For this exercise, copy the data exactly and omit any images.

BEGIN

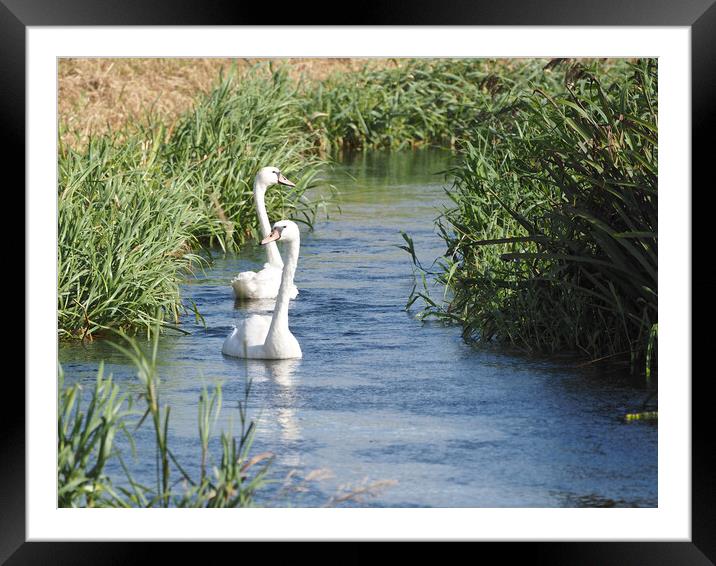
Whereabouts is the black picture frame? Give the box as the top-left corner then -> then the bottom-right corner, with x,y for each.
6,0 -> 711,562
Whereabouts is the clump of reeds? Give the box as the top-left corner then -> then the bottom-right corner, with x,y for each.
58,134 -> 205,339
58,329 -> 272,508
58,64 -> 329,339
407,59 -> 658,375
303,59 -> 557,153
58,362 -> 133,507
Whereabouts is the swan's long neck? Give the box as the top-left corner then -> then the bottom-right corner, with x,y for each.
254,180 -> 283,268
267,236 -> 299,339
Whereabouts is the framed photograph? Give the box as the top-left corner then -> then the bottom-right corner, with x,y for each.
7,0 -> 711,561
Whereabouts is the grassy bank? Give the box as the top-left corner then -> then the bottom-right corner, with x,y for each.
59,66 -> 327,339
59,58 -> 553,152
406,59 -> 658,375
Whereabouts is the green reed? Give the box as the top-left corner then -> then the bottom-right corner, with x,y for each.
303,59 -> 554,153
59,64 -> 330,339
406,59 -> 657,375
58,329 -> 272,508
58,363 -> 133,507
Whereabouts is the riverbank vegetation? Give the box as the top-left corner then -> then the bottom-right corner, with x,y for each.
406,59 -> 658,375
59,58 -> 658,376
303,59 -> 552,152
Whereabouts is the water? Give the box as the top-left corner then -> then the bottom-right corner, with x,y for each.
59,149 -> 657,507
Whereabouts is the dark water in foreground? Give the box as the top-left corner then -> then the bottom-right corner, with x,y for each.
60,150 -> 657,507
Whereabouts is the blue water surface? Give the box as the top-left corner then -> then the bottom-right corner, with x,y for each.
59,149 -> 657,508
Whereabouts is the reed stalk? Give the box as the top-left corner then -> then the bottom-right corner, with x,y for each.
405,59 -> 658,375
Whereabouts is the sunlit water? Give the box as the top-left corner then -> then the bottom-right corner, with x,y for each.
60,149 -> 657,507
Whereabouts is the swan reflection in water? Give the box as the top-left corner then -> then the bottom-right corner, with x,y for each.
232,296 -> 277,314
242,358 -> 302,465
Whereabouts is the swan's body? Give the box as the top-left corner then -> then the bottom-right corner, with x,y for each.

END

### Answer section
Whereabouts is the black picture frame? Give the box as the top-left corner then -> then the bottom-right corner, with x,y for each.
6,0 -> 711,562
Whereabouts is the clump of reeds? Give the box as the top-left corner then -> then the bottom-right corner, with x,y for each.
58,134 -> 205,339
58,329 -> 272,508
58,64 -> 329,339
407,59 -> 658,375
303,59 -> 557,153
58,362 -> 133,507
Whereabouts is the swan's long neck? Give the box as the top-left corner then -> then the bottom-right corner, with x,y for each.
254,180 -> 283,268
267,236 -> 299,339
Whereabouts is the framed photograph? Give the box as the top-left corner then -> then the bottom-right corner, with x,y for each.
7,0 -> 711,561
Whereabouts is the grassy bank? Give the box as the top-left corner then -> then the bottom-right corner, with x,y for each.
59,66 -> 327,339
59,58 -> 553,152
406,59 -> 658,375
Whereabouts is the green reed? Give the box as the top-left corner then -> then the bottom-right corner, with x,y for each.
303,59 -> 554,153
59,64 -> 330,339
406,59 -> 657,375
58,329 -> 272,508
58,363 -> 133,507
Whereabouts is the riverbank vegetation? Give the box as the top-left corner then -> then the bottom-right corner, with x,y for each.
406,59 -> 658,375
59,58 -> 658,376
303,59 -> 552,152
Whereabouts is the water? Give the box as the top-left corner then -> then the bottom-right corner, with x,y for each.
59,149 -> 657,507
Whereabouts is the dark water in foreground? Give the box as the top-left corner then -> then the bottom-right corner, with x,y for each.
60,150 -> 657,507
Whereabouts is the blue water surface? Give the box as the top-left corner then -> then the bottom-right corner, with x,y for each.
59,149 -> 657,508
Whereabouts is the reed stalk? Give the box as the top-left corner then -> then the bottom-right corner, with x,y for each.
405,59 -> 658,375
Whereabouts is the sunlit water? Give the box as the top-left corner then -> then the bottom-right corner, with x,y for each.
60,149 -> 657,507
Whereabouts is the swan reflection in water? Give the box as the top-left corner then -> then the bottom-right corner, with x,y for each.
232,296 -> 277,314
242,358 -> 302,465
Whereabouts is the swan's body? Give the box as the top-left corner then -> then the bottom-right corner, with x,y for each.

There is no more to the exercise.